Gather every line in the rows below that contains the string "space", and copy each one in full. Case counts.

Dataset excerpts:
########
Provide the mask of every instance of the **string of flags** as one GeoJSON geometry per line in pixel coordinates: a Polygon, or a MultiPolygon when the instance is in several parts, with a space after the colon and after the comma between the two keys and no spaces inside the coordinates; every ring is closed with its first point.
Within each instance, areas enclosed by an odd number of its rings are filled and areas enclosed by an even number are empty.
########
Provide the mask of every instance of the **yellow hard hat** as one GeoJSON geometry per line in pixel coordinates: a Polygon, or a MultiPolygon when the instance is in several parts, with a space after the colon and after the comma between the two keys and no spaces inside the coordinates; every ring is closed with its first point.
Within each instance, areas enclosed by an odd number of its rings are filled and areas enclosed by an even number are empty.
########
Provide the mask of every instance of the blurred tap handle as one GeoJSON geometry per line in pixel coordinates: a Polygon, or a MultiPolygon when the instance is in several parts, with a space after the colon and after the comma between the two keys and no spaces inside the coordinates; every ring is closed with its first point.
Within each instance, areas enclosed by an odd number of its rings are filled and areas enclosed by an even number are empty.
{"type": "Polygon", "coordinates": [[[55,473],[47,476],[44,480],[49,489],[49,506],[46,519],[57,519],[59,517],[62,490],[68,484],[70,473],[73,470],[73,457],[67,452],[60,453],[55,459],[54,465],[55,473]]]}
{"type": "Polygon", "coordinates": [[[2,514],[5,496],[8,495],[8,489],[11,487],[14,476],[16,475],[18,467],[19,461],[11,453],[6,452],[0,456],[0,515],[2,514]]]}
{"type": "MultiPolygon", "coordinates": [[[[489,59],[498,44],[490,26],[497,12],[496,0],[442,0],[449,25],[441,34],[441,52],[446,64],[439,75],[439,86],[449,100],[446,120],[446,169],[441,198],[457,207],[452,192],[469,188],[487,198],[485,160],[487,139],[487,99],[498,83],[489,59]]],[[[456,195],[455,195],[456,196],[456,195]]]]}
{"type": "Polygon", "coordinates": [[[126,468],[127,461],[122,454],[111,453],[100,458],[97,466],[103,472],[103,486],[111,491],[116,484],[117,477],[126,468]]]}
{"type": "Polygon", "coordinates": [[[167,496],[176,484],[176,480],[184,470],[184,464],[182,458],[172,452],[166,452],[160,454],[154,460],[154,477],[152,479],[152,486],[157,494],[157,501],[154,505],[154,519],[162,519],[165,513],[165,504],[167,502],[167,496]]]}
########
The solution:
Provide the mask of every instance of the **string of flags** as one GeoJSON geometry per line in pixel coordinates: a Polygon, or a MultiPolygon when the instance is in several parts, with a space after the colon and after the comma between the two keys and no spaces inside the coordinates; every ring is closed with its first point.
Provide the mask of every instance of the **yellow hard hat** as one GeoJSON geometry per line in pixel coordinates: a Polygon, or a MultiPolygon when the instance is in several parts, with a space after the colon and after the comma between the two keys and no spaces inside the coordinates; every ring is closed with its first point.
Provide the mask of every instance of the blurred tap handle as one GeoJSON geometry per line in pixel coordinates: a Polygon, or a MultiPolygon when the instance is in several parts, with a space after the colon and after the comma between the two keys and no spaces inside the coordinates; every ring is closed with its first point.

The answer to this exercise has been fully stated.